AIM OF THE TASK:
Extract every line of the listing below verbatim, leaving out the pictures.

(Source records)
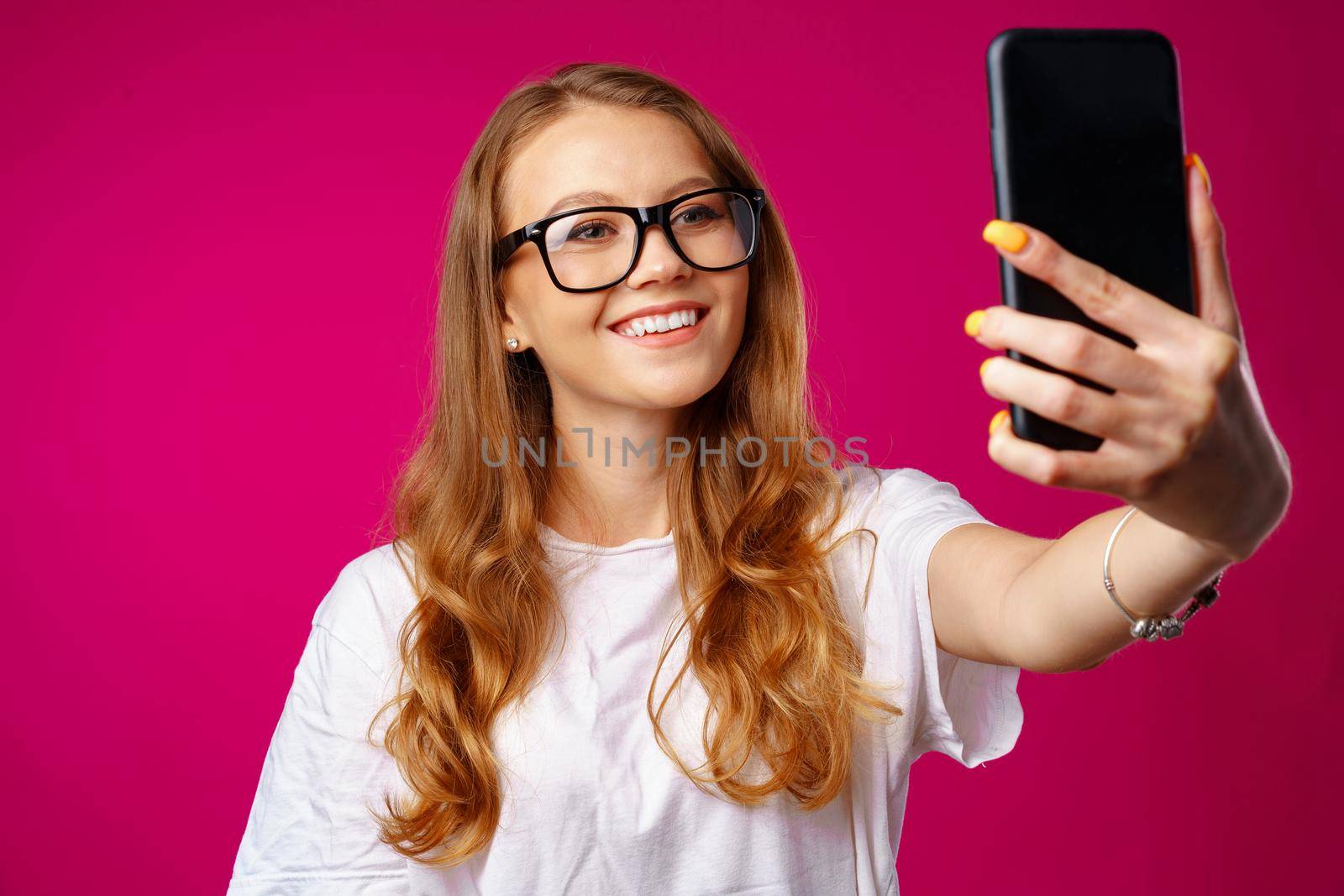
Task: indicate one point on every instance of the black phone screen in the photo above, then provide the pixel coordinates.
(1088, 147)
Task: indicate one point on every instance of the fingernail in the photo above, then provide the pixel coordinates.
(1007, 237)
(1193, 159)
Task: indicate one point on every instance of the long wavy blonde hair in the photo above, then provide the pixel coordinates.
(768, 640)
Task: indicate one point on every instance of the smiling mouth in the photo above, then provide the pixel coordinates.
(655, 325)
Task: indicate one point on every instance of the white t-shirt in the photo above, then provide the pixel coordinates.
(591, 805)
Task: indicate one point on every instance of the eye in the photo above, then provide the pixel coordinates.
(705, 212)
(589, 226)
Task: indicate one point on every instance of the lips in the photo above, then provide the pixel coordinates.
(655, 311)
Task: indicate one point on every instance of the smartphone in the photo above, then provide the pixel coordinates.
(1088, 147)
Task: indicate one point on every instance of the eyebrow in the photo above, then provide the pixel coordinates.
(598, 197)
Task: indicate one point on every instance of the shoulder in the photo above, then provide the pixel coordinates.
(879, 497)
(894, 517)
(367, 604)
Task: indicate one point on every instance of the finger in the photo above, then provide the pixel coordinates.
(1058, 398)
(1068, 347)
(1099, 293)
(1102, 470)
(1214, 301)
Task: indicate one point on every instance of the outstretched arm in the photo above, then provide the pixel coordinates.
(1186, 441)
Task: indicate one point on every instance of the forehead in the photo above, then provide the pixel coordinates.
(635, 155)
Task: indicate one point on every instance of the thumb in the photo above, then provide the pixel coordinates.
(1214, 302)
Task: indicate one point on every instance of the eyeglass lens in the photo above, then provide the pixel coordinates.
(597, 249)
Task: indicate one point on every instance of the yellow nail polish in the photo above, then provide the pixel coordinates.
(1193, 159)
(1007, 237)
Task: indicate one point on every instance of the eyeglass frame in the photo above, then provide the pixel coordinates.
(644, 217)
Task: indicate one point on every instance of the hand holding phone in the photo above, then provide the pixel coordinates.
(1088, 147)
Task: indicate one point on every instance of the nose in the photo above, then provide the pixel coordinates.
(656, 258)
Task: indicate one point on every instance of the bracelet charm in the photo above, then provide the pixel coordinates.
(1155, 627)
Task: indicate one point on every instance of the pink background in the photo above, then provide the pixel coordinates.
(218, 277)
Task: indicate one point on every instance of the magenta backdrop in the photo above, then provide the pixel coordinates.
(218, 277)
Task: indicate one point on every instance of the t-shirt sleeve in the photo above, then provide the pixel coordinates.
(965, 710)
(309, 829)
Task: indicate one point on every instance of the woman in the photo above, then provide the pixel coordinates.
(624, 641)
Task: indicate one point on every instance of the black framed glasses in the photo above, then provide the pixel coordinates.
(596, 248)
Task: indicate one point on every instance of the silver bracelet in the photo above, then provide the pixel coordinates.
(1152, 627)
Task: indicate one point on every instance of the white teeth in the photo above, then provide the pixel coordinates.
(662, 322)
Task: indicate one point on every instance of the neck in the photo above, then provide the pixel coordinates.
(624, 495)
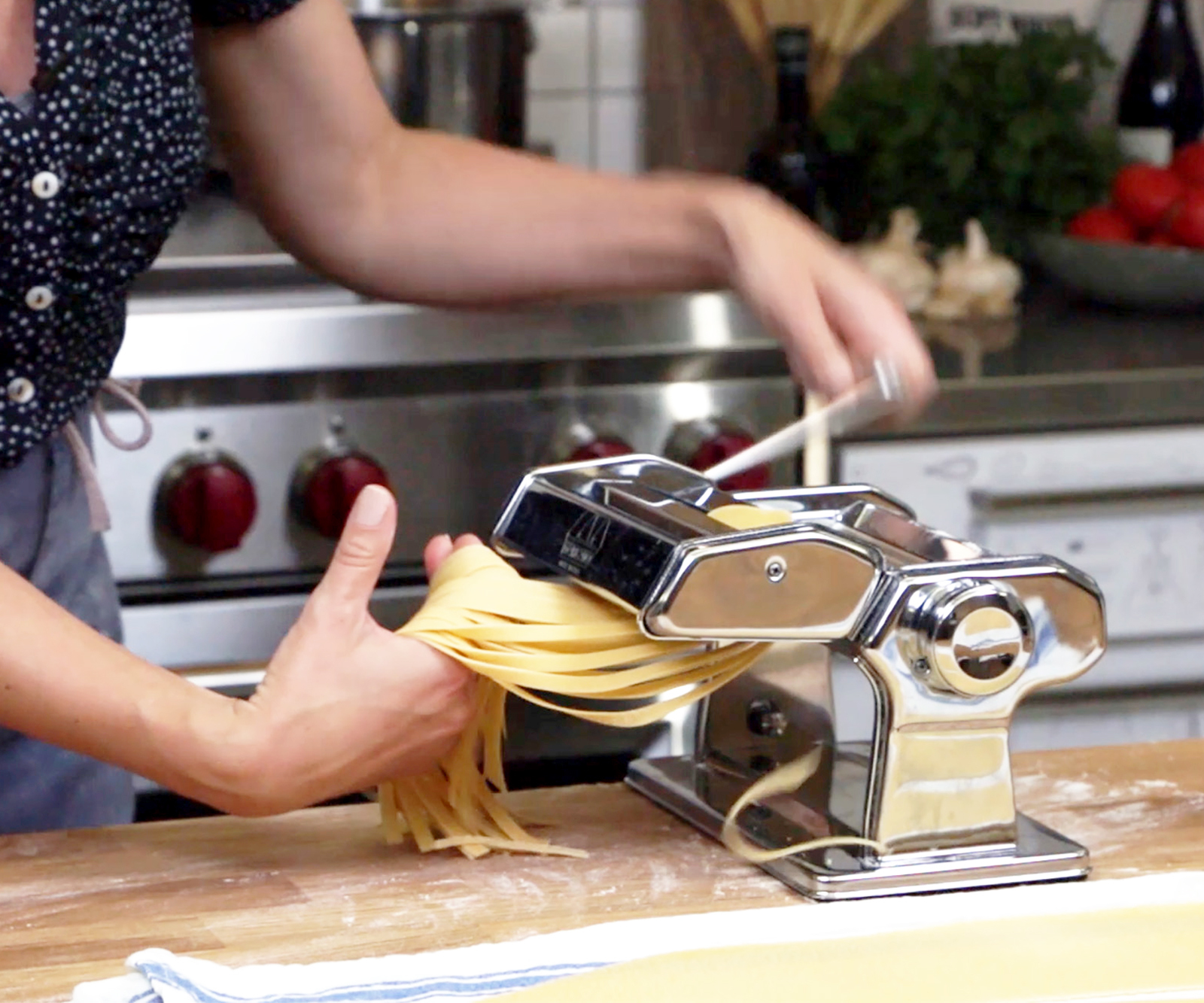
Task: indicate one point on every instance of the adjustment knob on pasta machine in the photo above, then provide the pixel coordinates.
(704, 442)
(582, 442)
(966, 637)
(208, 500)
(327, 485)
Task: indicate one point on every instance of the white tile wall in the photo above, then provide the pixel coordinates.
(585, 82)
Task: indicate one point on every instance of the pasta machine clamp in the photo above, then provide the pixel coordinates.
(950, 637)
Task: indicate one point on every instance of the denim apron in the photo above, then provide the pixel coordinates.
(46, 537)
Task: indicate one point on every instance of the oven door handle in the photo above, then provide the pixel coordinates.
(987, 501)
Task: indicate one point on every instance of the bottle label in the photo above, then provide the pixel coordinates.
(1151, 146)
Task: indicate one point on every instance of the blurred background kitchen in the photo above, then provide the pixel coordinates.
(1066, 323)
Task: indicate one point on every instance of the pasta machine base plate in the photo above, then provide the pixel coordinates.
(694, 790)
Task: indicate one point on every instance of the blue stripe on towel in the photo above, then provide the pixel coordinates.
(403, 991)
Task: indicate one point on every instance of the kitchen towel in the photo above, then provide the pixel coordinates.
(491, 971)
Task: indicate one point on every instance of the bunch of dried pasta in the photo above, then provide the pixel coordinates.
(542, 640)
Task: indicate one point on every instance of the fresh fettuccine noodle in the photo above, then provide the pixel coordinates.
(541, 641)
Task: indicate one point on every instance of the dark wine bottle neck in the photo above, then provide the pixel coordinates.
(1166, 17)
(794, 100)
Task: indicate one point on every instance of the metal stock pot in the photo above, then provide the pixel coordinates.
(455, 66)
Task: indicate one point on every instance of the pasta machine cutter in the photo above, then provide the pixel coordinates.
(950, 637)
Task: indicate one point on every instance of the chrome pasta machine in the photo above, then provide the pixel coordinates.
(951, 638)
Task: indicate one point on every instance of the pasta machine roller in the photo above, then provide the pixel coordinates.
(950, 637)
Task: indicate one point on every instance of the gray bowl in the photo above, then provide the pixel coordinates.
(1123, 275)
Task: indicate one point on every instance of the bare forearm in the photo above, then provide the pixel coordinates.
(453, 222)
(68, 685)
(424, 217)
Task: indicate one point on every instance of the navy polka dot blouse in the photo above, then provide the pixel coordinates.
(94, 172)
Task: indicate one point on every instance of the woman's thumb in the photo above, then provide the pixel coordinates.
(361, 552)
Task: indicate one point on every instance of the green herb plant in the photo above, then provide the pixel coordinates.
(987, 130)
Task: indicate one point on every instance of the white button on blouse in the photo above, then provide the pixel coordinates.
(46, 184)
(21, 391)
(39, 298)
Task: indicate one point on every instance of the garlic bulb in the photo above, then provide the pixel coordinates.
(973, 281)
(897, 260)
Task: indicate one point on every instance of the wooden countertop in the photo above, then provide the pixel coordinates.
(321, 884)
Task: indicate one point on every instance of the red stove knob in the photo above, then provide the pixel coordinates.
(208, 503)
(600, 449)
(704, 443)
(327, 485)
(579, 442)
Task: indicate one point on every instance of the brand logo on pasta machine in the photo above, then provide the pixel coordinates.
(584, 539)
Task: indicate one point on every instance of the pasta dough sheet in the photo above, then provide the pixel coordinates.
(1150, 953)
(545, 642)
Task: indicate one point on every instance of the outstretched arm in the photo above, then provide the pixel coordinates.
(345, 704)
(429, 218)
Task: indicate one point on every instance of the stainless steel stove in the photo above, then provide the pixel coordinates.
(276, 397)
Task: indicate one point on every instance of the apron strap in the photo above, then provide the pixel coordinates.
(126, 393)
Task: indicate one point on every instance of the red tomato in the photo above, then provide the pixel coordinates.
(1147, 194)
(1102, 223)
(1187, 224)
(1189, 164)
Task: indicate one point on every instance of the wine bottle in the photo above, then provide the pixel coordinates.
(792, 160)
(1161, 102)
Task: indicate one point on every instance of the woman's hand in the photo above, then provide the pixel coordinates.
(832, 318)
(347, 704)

TASK SOLUTION:
Task: indicate one point on every instance of the black phone screen in the photo above, then provide the pixel coordinates.
(1088, 147)
Task: indicate one point on every instance of the fingernail in the photo above, then provide the pixel coordinates.
(1007, 237)
(1193, 159)
Task: indicate one point on every instance of the long wavy blonde hair in the photo above, then provide the pixel coordinates.
(768, 640)
Task: indicate one point on every instance of the smiling mouth in the photo above, then provide the pixel coordinates.
(655, 325)
Task: indicate one point on every instance of the white t-shirt in the photo above, then provide the pixel coordinates.
(591, 805)
Task: indicate one point on every instance of the eye in the photo above, then provide the pixel coordinates.
(705, 212)
(589, 226)
Task: indicate one point on every instance of the lips in the photo above, then provide the pixel coordinates.
(655, 311)
Task: indicate one point on every instance of the smartphone in the photo above, then provide the pixel coordinates.
(1088, 147)
Task: indicate one point on every instance of the eyebrow in the photo above, then provide the pixel coordinates.
(598, 197)
Task: indicate one point on every instance of the shoulder in the photo above, then provide the pixel coordinates.
(879, 497)
(894, 517)
(367, 604)
Task: indicate one point on every instance of the finger in the photo above, then provide the pixel coordinates.
(1058, 398)
(1068, 347)
(1099, 293)
(1102, 470)
(1214, 301)
Task: indicate one point on every instance of the outstretched arm in the photo above, then provide the pixel coordinates.
(1186, 441)
Task: indicate one point on every instance of the forehead in the photo above, then provide the pixel coordinates.
(635, 155)
Task: indicate one point on every instance of the thumb in the photo above, then provide the pixel coordinates.
(1214, 302)
Task: indicate one point on every instance of the eyeglass lens in the photo above, then provide the pixel coordinates.
(597, 249)
Task: indicate one point on every instance of the yellow nail polish in the photo above, then provide the pixel coordinates.
(1193, 159)
(1007, 237)
Task: indicate one point on every instance of the eyeglass frame in the photo above, then provide the pixel coordinates.
(644, 217)
Task: indicate one point on every instance of the hand holding phone in the photo above, then provide the pixel coordinates.
(1088, 147)
Task: indicate one point on every instance of the nose in the photo above, then provide the pixel coordinates.
(656, 258)
Task: indicate one point on every instance of the bracelet charm in the photo above, then provide the pixel coordinates.
(1155, 627)
Task: indicate one point on every instance of the pink background in the photo above, then provide the pixel coordinates.
(218, 277)
Task: indicate one point on every instance of the magenta backdrop in the photo above, then provide the pixel coordinates.
(218, 277)
Task: indicate one point on every instance of the t-shirt sleeve in the photo above, then provide the pixel coordinates.
(965, 710)
(309, 829)
Task: indicate one point on every instance of the woman in the photo above, then provide the pixel coordinates.
(624, 641)
Task: indicate one point on every instance of the black framed glasses in the photo above, then provide the pixel coordinates.
(596, 248)
Task: indicate one point on every instance of the silver bracelet in the photo above, then provide the pixel coordinates.
(1152, 627)
Task: indicate one point on every instance of the white teeth in the photo above, then provide the pixel coordinates.
(662, 322)
Task: indicate one point on every instance of the neck in the photo above, then provide the pixel coordinates.
(624, 495)
Task: indicate one point on every instance of the adjustment knob on pasta machine in the photo above, then provide the pixel coordinates.
(704, 442)
(582, 442)
(966, 637)
(208, 500)
(327, 485)
Task: indicate one point on every instance of the white tile wall in the photo above, then provide the pixel coordinates.
(585, 82)
Task: indicate one point on every instance of the pasta machine clamp in the photo above, then provide the pixel coordinates.
(950, 637)
Task: indicate one point on every instance of the denim apron in the photo above, then provide the pixel coordinates.
(46, 537)
Task: indicate one point on every instance of the oven door handle in the photo above, then provide the pixel coordinates.
(987, 501)
Task: indicate one point on every instance of the bottle label in the photo above, then provide the pixel coordinates.
(1151, 146)
Task: indicate one point on every instance of the blurred background kitchen in the photo above, then provide the pixel coordinates.
(1066, 323)
Task: indicate one point on every instance of the pasta machine base plate in the photo above, then provide the pixel coordinates.
(694, 790)
Task: indicate one point on every instance of the blue stripe on towel in the photo above, then provide the pixel coordinates.
(403, 991)
Task: indicate one point on every instance of the kitchen towel in the photo above, then provide the pixel coordinates.
(491, 971)
Task: indicate one point on every instance of the bunch of dried pasta in the photo above, then provide the pixel coordinates.
(542, 640)
Task: indicate one point on every instance of the fresh fettuccine noodle in the photo above, then provide the pixel coordinates.
(541, 641)
Task: indicate one point on every instance of the dark wine bottle neck in the photo above, then provide the pixel coordinates.
(1166, 17)
(794, 100)
Task: indicate one point on every instance of the metal stock pot in the photo above, then provide the pixel coordinates.
(455, 66)
Task: indicate one point on every instance of the pasta machine cutter in the photo above, then provide the pixel coordinates.
(950, 637)
Task: indicate one point on every instance of the chrome pasta machine in the photo above, then provide the pixel coordinates.
(951, 638)
Task: indicate one point on every instance of the pasta machine roller in the photo above, then provide the pixel coordinates.
(950, 637)
Task: indicate one point on every instance of the gray bowl in the photo above, then provide the pixel coordinates.
(1123, 275)
Task: indicate one point on every instance of the bare forearm in the photo above, then provide the pixel coordinates.
(453, 222)
(68, 685)
(424, 217)
Task: indicate one point on every instance of the navy polka dot blouse in the photo above, then provide the pixel coordinates.
(94, 172)
Task: indicate one point on every instance of the woman's thumb in the photo above, then provide the pixel coordinates.
(361, 552)
Task: indicate one point on every instance of the green herb plant in the photo above, then provide the pixel coordinates.
(987, 130)
Task: indicate one point on every instance of the white button on blouse in the photo above, then provide the pixel coordinates.
(46, 184)
(21, 391)
(39, 298)
Task: indicate one point on every instance of the garlic bulb in the photo above, then provide the pixel coordinates.
(973, 281)
(897, 260)
Task: indicate one point on every instance of the wooden countertop in the photo above, then provide the pixel coordinates.
(321, 884)
Task: indicate one point on every instance of the red stove knob in the photo above, then provide the pixel coordinates.
(208, 503)
(600, 449)
(704, 443)
(327, 485)
(579, 442)
Task: indicate one point on every instance of the brand logo on pasta machine in the photo above, then provide the pixel coordinates.
(584, 539)
Task: indicate one point on every instance of the pasta dough sheet in the photo above, then provide the pixel coordinates.
(1150, 953)
(545, 642)
Task: indicate one point on every instance of the outstretched arm in the photo above, then provide the pixel coordinates.
(345, 704)
(429, 218)
Task: indicate one point on every instance of the stainless steel stove in the photo above, then provide the pixel coordinates.
(276, 397)
Task: indicate one point on every instance of the apron strap in the photo above, then provide the pixel coordinates.
(126, 393)
Task: indicate one point on every instance of the red tomato in the photo above, then provide the pixel coordinates.
(1147, 194)
(1102, 223)
(1187, 224)
(1189, 164)
Task: indicate one point on every instance of the wine bottle in the photo above, then provide the pixel coordinates.
(792, 160)
(1161, 102)
Task: indicate one point on every instance of the woman's hand in the photo above, then provide the pixel coordinates.
(832, 318)
(347, 704)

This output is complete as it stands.